**CONSIGNE 1**
D'après l'extrait sur Alain Séchas, à quel rythme et pendant combien de temps l'artiste a-t-il posté ses dessins sur Instagram ?
**CONSIGNE 2**
Recopiez le passage de l'extrait sur Alain Séchas compris entre « Alain Séchas présente » et « immédiat et distancé. », ces deux passages inclus.

==== EXTRAIT À LIRE

Alain Séchas présente en ce moment dans l’exposition Futur, ancien, fugitif au Palais de Tokyo un vaste mur de dessins réalisés et postés chaque jour sur son compte Instagram, durant un an, entre 2018 et 2019.
Réécoutez la conférence avec Alain Séchas sur France Culture.
Ce sont des billets d’humeur dessinés, très drôles, à la manière de cet artiste chez lequel dessin et humour vont toujours de pair. Il utilise le média Insta, ultra-sensible, fébrile et viral, avec le flegme habituel de son art chaud et froid, immédiat et distancé.
L’humour irrigue l’art de Séchas, depuis toujours, même ses peintures abstraites distillent une ironie « à bruits secrets », selon l’expression de Marcel Duchamp. Elles reflètent une perplexité originelle, s’interrogent sur leur existence. L’humour de Séchas réside essentiellement dans son trait synthétique, qui allie les qualités du dessin de presse, de la BD ou de la caricature. Un trait condensé et rapide, neutre et incisif. Ces types de dessin qui participent d’un langage commun intéressent l’artiste en ce qu’ils « construisent un espace « vulgaire », populaire ». Séchas explore en effet un espace commun, réaliste et fictionnel, celui, comme lui-même l’explique, des classes moyennes urbaines1. Il découpe ses scènes dans la vie ordinaire, ses fameux personnages à tête de chat apportant la distance de la fiction et de la BD en particulier, à laquelle elles renvoient. Ces figures à la fois stylisées et fantomatiques se situent dans un présent précis et indéterminé, l’époque, faite de ce qu’on voit et entend, de souvenirs collectifs et personnels mais aussi de tout ce qui passe par la tête. L’artiste mêle les références actuelles et datées, évoquant les années 1960 et 1970, comme c’est le cas de ses créatures, celles féminines au corps sexué et sexy, tandis que certaines ambiances rappellent les films de Jacques Tati.

========
==== DONNÉES D'ÉTUDE

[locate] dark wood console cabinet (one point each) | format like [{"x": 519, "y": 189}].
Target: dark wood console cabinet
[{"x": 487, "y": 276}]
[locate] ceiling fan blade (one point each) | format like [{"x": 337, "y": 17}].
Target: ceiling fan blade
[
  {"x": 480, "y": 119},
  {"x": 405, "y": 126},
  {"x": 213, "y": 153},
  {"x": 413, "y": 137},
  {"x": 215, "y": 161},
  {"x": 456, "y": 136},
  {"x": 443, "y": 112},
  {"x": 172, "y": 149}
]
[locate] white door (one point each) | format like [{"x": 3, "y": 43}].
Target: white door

========

**RÉPONSE ATTENDUE 1**
Chaque jour, pendant un an, entre 2018 et 2019.

**RÉPONSE ATTENDUE 2**
Alain Séchas présente en ce moment dans l’exposition Futur, ancien, fugitif au Palais de Tokyo un vaste mur de dessins réalisés et postés chaque jour sur son compte Instagram, durant un an, entre 2018 et 2019.
Réécoutez la conférence avec Alain Séchas sur France Culture.
Ce sont des billets d’humeur dessinés, très drôles, à la manière de cet artiste chez lequel dessin et humour vont toujours de pair. Il utilise le média Insta, ultra-sensible, fébrile et viral, avec le flegme habituel de son art chaud et froid, immédiat et distancé.